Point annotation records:
——————————
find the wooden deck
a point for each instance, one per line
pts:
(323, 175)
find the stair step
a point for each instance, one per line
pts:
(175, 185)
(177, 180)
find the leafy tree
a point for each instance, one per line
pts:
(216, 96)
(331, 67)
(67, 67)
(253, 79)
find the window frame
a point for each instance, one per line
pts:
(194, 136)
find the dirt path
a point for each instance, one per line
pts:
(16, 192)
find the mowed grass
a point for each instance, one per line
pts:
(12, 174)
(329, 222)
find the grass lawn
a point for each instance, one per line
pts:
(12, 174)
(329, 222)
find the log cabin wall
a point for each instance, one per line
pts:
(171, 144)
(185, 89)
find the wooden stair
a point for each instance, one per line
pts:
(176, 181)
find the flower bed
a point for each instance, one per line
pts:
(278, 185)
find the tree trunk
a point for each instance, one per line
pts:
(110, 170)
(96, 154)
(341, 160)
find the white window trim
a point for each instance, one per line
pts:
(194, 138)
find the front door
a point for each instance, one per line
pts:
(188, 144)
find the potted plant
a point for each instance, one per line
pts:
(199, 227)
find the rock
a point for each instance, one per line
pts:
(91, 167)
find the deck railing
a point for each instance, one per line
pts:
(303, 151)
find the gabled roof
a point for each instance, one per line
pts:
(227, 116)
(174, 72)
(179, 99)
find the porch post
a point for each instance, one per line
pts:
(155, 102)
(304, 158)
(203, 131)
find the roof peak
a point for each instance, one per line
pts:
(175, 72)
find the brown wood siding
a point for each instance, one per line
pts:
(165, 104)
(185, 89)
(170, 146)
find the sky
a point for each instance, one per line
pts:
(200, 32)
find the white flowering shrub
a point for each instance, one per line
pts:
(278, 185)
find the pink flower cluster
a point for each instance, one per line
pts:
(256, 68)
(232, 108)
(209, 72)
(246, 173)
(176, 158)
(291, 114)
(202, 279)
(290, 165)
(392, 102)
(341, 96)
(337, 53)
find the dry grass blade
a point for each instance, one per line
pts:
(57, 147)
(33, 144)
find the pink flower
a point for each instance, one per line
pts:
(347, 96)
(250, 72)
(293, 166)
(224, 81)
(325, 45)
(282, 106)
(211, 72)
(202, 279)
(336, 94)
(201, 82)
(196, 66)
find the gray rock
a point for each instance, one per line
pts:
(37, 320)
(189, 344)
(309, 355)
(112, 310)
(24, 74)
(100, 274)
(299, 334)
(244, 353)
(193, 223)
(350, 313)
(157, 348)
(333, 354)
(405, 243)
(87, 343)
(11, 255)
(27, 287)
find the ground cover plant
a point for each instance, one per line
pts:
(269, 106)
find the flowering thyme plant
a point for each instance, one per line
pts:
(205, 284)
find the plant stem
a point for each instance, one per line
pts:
——————————
Set exercise:
Please copy the part of the records from the line containing "find the porch post" through the end of the records, keeping every line, and raise each coordinate in the answers by 102.

Solved exercise:
find the porch post
a point for each instance, one per line
pts:
(257, 204)
(406, 260)
(305, 233)
find the roof peak
a point for each instance, one per line
pts:
(277, 174)
find the brown wood siding
a point for each instance, one per line
pts:
(267, 206)
(287, 191)
(272, 248)
find the sky
a point for each instance, one per line
pts:
(302, 134)
find the white flowering shrub
a point for each instance, one per line
pts:
(380, 287)
find the pink flower cluster
a point for each instance, one per line
pts:
(358, 170)
(334, 210)
(311, 174)
(348, 275)
(278, 260)
(393, 216)
(304, 381)
(392, 267)
(494, 204)
(443, 198)
(439, 155)
find the dry grass blade
a point for each instance, one per line
pts:
(159, 249)
(135, 246)
find the pink flower
a point for each instance, one per line
pts:
(449, 198)
(352, 174)
(395, 268)
(326, 183)
(427, 147)
(384, 208)
(313, 174)
(304, 381)
(438, 196)
(303, 184)
(298, 168)
find the gray rock
a point for each instance, one per line
pts:
(139, 422)
(291, 446)
(411, 457)
(214, 412)
(126, 176)
(202, 376)
(401, 436)
(346, 455)
(295, 325)
(452, 415)
(259, 450)
(435, 456)
(507, 345)
(189, 445)
(113, 357)
(129, 389)
find the ground cover plant
a point for each instance, one per line
pts:
(371, 208)
find the flowering thyme plant
a point for each instance, one per line
pts:
(307, 386)
find the plant stem
a point for each instance, one per line
pts:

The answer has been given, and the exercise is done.